**TASK TO CARRY OUT**
Your task is to write out exactly the lines from the line containing "Every instance of the tie" through the end of the records, inclusive at both ends.

──────

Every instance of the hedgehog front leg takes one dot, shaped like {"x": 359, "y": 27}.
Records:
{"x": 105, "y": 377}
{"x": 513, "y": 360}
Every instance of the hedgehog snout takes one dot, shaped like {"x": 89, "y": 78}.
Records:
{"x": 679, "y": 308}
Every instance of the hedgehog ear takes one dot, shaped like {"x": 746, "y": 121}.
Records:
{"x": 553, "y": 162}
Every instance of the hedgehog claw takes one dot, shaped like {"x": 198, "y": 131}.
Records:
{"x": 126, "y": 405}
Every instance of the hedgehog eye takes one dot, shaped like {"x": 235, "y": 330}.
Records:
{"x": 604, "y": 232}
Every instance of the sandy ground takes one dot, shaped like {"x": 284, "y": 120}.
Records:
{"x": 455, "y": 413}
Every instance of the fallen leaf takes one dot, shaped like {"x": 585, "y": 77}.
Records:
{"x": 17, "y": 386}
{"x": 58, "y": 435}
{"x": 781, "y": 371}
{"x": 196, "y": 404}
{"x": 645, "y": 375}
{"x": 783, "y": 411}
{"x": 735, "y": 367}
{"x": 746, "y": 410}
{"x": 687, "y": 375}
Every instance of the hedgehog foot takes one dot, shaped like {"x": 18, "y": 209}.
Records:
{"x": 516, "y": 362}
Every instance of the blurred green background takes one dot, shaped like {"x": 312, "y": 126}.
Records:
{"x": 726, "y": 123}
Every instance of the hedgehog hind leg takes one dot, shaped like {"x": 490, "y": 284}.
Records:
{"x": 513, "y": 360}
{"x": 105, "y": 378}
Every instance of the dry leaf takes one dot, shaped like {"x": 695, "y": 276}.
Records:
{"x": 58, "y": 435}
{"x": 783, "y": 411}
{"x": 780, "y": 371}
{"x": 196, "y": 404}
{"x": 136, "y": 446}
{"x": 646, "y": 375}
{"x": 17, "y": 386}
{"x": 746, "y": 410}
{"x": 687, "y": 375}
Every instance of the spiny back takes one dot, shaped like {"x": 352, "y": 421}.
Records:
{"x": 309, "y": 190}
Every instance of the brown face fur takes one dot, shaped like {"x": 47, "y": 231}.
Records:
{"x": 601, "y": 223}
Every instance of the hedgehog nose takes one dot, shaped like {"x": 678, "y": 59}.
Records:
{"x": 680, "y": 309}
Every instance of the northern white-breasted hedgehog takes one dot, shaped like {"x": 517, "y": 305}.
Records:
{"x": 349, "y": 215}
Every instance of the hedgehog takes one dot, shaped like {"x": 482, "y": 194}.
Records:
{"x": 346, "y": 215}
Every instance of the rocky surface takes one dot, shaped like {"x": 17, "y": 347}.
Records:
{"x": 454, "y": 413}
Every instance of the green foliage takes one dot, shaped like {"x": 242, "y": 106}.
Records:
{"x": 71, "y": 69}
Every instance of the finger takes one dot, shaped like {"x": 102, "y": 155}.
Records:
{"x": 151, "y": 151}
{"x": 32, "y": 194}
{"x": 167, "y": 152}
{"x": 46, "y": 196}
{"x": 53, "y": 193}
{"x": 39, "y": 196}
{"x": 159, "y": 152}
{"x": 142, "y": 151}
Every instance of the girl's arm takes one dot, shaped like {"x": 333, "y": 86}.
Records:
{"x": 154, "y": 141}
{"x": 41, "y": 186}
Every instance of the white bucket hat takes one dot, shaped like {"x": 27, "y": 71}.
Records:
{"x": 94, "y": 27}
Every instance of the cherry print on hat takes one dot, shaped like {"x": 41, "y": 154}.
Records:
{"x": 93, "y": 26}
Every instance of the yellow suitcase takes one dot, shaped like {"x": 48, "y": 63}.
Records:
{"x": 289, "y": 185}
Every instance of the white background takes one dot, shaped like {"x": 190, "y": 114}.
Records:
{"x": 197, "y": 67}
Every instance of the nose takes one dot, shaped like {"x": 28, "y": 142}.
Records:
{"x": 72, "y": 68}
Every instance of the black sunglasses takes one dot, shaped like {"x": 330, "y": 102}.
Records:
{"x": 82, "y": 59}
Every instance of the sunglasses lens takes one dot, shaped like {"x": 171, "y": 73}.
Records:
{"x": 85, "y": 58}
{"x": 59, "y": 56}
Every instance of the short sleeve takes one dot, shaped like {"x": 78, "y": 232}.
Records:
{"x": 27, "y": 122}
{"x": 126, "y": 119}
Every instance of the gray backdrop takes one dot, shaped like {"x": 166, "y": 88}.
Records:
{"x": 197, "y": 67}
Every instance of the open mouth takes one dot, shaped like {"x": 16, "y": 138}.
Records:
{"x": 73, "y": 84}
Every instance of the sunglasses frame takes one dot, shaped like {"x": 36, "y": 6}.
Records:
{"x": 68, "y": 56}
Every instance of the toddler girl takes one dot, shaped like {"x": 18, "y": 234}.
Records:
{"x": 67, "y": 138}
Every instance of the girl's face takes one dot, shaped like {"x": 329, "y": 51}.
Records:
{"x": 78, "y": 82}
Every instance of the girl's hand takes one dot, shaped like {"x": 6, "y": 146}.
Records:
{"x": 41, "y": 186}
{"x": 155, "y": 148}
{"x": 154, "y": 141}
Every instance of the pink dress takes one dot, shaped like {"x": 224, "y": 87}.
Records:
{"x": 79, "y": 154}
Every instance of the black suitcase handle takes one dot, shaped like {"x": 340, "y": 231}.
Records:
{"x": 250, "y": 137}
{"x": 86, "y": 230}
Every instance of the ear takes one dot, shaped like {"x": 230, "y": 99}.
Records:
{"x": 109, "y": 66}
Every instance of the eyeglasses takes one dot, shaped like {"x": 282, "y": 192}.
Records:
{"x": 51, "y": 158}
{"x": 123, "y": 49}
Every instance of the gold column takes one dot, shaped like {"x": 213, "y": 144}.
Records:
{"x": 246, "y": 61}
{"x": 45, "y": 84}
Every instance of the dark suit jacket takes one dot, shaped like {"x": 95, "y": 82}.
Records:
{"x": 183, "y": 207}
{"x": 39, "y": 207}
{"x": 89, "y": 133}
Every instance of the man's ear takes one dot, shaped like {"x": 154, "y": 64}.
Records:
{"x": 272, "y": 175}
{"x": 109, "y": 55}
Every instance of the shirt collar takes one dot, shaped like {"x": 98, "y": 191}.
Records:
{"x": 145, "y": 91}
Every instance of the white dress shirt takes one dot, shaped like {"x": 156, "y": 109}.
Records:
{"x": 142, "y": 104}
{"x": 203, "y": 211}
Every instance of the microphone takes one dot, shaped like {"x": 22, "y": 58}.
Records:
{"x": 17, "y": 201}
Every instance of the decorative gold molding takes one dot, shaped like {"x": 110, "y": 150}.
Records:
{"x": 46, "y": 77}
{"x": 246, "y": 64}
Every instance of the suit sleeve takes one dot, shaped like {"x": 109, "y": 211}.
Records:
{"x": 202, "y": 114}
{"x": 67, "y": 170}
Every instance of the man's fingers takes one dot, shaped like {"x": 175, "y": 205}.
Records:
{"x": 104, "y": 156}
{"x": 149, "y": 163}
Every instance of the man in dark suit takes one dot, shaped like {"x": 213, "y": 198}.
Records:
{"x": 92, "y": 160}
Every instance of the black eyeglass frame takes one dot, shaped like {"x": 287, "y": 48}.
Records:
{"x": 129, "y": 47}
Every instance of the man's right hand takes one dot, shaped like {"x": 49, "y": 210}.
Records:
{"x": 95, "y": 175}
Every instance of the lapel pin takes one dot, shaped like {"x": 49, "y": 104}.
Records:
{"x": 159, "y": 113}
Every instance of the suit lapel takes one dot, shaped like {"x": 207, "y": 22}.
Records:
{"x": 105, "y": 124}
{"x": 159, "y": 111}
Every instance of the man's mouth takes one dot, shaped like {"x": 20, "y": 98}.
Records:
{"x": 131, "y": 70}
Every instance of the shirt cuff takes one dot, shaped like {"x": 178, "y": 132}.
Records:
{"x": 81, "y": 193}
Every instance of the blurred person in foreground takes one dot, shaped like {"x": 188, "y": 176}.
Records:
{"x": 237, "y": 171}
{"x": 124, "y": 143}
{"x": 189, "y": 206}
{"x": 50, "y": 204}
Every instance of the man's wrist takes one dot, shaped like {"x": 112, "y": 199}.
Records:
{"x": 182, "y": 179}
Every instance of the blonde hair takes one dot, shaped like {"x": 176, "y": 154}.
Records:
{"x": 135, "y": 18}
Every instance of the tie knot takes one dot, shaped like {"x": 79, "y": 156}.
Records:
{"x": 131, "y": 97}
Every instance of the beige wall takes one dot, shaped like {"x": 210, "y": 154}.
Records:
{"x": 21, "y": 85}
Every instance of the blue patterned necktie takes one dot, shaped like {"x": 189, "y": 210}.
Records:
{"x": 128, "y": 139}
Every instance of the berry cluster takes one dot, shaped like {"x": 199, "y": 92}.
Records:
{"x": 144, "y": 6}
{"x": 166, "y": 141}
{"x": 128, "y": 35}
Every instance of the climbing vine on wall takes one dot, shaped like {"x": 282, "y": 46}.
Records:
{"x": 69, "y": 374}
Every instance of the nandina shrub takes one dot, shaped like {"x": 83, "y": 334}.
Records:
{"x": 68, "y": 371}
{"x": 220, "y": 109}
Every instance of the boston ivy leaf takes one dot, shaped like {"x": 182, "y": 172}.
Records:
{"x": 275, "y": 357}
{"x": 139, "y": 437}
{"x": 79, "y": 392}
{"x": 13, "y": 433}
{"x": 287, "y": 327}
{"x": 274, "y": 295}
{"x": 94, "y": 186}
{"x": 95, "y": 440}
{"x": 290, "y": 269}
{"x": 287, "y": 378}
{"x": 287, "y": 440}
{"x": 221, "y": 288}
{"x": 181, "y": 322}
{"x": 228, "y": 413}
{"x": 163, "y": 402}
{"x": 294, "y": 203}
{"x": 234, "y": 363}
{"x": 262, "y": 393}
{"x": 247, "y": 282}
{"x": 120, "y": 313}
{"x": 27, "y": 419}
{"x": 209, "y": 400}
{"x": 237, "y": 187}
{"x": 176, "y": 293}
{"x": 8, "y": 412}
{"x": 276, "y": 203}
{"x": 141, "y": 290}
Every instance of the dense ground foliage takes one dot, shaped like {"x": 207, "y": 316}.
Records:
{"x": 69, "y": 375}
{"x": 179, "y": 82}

──────

**SOLUTION TO THE PROBLEM**
Every instance of the tie knot takes one dot, shaped like {"x": 79, "y": 156}.
Records:
{"x": 131, "y": 97}
Every instance of the beige wall takes one dot, shaped like {"x": 210, "y": 154}.
Records:
{"x": 21, "y": 85}
Every instance of the blue patterned necktie takes one dot, shaped like {"x": 189, "y": 210}.
Records:
{"x": 128, "y": 139}
Every instance of the berry cluster takes one dot, shaped like {"x": 199, "y": 92}.
Records:
{"x": 144, "y": 6}
{"x": 166, "y": 141}
{"x": 128, "y": 35}
Every instance of the climbing vine on wall takes one dot, shaped like {"x": 282, "y": 46}.
Records:
{"x": 69, "y": 374}
Every instance of the nandina shrub takes one dot, shaped like {"x": 83, "y": 334}.
Records:
{"x": 68, "y": 371}
{"x": 220, "y": 109}
Every instance of the boston ivy leaf takes one dot, shaped like {"x": 182, "y": 172}.
Records:
{"x": 275, "y": 357}
{"x": 139, "y": 437}
{"x": 79, "y": 392}
{"x": 13, "y": 433}
{"x": 287, "y": 327}
{"x": 274, "y": 295}
{"x": 94, "y": 186}
{"x": 95, "y": 440}
{"x": 290, "y": 269}
{"x": 287, "y": 378}
{"x": 287, "y": 440}
{"x": 221, "y": 288}
{"x": 181, "y": 322}
{"x": 228, "y": 413}
{"x": 163, "y": 402}
{"x": 294, "y": 203}
{"x": 234, "y": 363}
{"x": 262, "y": 393}
{"x": 247, "y": 282}
{"x": 120, "y": 313}
{"x": 27, "y": 419}
{"x": 209, "y": 400}
{"x": 237, "y": 187}
{"x": 176, "y": 293}
{"x": 8, "y": 412}
{"x": 276, "y": 203}
{"x": 141, "y": 290}
Every instance of the dense ground foliage takes one dot, shaped like {"x": 207, "y": 316}.
Records:
{"x": 69, "y": 375}
{"x": 179, "y": 82}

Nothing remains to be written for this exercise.